PAGE
◇ ◇ ◇
At the start of the sentencing hearing, the government called FBI Special Agent Brian Healy, who was present at the entire trial and obtained the two sets of jail chirps. Regarding the pretrial list of witnesses who would testify, Healy testified that Brown Bull filed a motion to “get rid of” his attorney following this chirp, and that Healy recognized the names on the list “as people who provided statements in the underlying case.” Regarding the March 7 end-of-trial post, Healy testified that all the people listed testified at trial. Asked if threats were made, Healy testified, “[t]here’s some reference to threats against the one that’s listed as a paid informant, but those never flushed out as . . . probable to occur.”

Asked to address the § 3C1.1 increase, defense counsel argued the March 7 post is protected by the First Amendment -- “It’s a public posting of something that happened in a public trial, both public forums,” so “that comment on Facebook . . . is not covered conduct” under § 3C1.1. Responding, government counsel argued “it is a reasonably foreseeable harm that outing people who are testifying against a known drug dealer will [result] in threats and possible physical assaults.” In addition to the March 7 post, counsel argued that Brown Bull stated in the pretrial chirps “he was going to file the motion just to make the United States have to move these

-5- snitches around. There is an attempt to obstruct justice.” The court then denied Brown Bull’s objection to the obstruction of justice increase:

[The pretrial chirp] lists a number of individuals who were called as witnesses. Their names were identified on February 24th of 2024, before the trial began [on] March 5th. They’re referred to as rats and f***ers. And the defendant makes it clear that they’re snitches and that he’s . . . try[ing] to put pressure on them, to move them around. All of that is intimidating, or trying to influence a witness . . . or attempting to do so, which falls under Application Note 4.(A) to Section 3C1.1.
◇ ◇ ◇
WRITTEN TASK
From the sentencing-hearing excerpt, extract word for word the passage that opens with the words "[The pretrial chirp]" and closes with "to Section 3C1.1.".

SUPPLIED MATERIAL
◇ ◇ ◇
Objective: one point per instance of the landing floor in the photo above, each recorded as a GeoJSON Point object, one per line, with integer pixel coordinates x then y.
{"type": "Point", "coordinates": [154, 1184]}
◇ ◇ ◇
WRITTEN ANSWER
[The pretrial chirp] lists a number of individuals who were called as witnesses. Their names were identified on February 24th of 2024, before the trial began [on] March 5th. They’re referred to as rats and f***ers. And the defendant makes it clear that they’re snitches and that he’s . . . try[ing] to put pressure on them, to move them around. All of that is intimidating, or trying to influence a witness . . . or attempting to do so, which falls under Application Note 4.(A) to Section 3C1.1.